> Set task:
Copy the entire listing below verbatim, line for line.
<<<<
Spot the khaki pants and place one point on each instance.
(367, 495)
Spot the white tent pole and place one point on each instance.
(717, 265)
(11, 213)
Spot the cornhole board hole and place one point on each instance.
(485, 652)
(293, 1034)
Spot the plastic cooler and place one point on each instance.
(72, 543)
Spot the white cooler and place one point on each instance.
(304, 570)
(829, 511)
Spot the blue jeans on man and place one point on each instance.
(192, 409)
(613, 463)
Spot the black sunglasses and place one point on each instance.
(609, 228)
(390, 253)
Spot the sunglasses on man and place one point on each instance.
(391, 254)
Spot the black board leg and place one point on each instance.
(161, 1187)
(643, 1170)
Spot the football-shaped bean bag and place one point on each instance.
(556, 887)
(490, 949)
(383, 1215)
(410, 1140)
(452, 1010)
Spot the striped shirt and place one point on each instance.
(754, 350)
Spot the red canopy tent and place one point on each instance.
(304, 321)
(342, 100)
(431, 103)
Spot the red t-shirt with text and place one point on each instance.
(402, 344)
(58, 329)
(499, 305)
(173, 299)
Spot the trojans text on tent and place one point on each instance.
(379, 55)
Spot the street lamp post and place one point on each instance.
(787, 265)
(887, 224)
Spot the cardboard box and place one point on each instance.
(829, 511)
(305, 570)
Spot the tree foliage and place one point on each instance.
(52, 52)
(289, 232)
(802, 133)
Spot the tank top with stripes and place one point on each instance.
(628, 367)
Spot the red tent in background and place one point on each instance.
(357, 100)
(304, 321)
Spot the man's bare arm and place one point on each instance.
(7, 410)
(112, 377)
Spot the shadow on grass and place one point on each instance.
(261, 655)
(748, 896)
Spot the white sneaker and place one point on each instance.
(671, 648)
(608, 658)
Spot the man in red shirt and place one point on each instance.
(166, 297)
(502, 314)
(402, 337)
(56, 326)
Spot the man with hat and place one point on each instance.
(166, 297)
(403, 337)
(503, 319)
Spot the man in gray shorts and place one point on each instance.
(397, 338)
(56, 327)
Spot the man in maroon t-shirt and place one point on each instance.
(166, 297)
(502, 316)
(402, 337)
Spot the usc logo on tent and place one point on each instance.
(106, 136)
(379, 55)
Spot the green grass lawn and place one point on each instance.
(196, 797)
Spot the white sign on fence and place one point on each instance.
>>>>
> Finished exercise:
Spot the khaki pants and place one point on each instance.
(367, 495)
Spot the white tent pole and place one point on each instance.
(717, 265)
(11, 213)
Spot the cornhole board hole and place one point on each instance.
(485, 652)
(293, 1034)
Spot the plastic cooler and place one point on each instance.
(72, 543)
Spot the white cooler and place one point on each instance.
(304, 570)
(829, 511)
Spot the blue jeans on man and place one point on each instance.
(192, 409)
(613, 463)
Spot the black sunglasses and place one point on each instance.
(609, 228)
(390, 253)
Spot the sunglasses on man and place one point on each instance.
(391, 254)
Spot the black board leg and place one point on each instance.
(161, 1187)
(643, 1170)
Spot the football-shaped bean bag and place one point on each instance.
(556, 887)
(490, 949)
(383, 1215)
(410, 1140)
(452, 1010)
Spot the striped shirt and place one point on each instance.
(754, 350)
Spot the red canopy tent and place one point on each instance.
(304, 321)
(342, 100)
(431, 103)
Spot the red t-shirt with text and place one point on each instance.
(402, 344)
(58, 329)
(499, 305)
(173, 299)
Spot the trojans text on tent and place one point on each instance.
(379, 55)
Spot the street lamp post and place one point on each instance.
(787, 265)
(887, 224)
Spot the cardboard box and place one point on each instance.
(829, 511)
(305, 570)
Spot the tree foliage and place one point on each instance.
(52, 52)
(289, 232)
(802, 133)
Spot the tank top with stripes and place one point on each instance.
(628, 367)
Spot the red tent in background and place one point on each instance.
(357, 100)
(304, 321)
Spot the man's bare arm and place one point on each instance.
(7, 410)
(112, 377)
Spot the shadow on grass and place one point on each instance.
(261, 655)
(748, 896)
Spot the white sneaker and place one point on each instance.
(671, 648)
(608, 658)
Spot the man in red shirt and place one point on each instance.
(166, 297)
(502, 314)
(402, 337)
(56, 326)
Spot the man with hat and place one point on each instance.
(166, 297)
(403, 337)
(503, 319)
Spot the man in gray shorts and place one point on each instance.
(397, 338)
(56, 327)
Spot the man in maroon t-shirt and place one point on each instance.
(166, 297)
(502, 316)
(402, 337)
Spot the usc logo on tent and place one point on each instance.
(106, 136)
(379, 55)
Spot the green grass lawn and place one point on each instance.
(196, 797)
Spot the white sign on fence and place one point on each instance.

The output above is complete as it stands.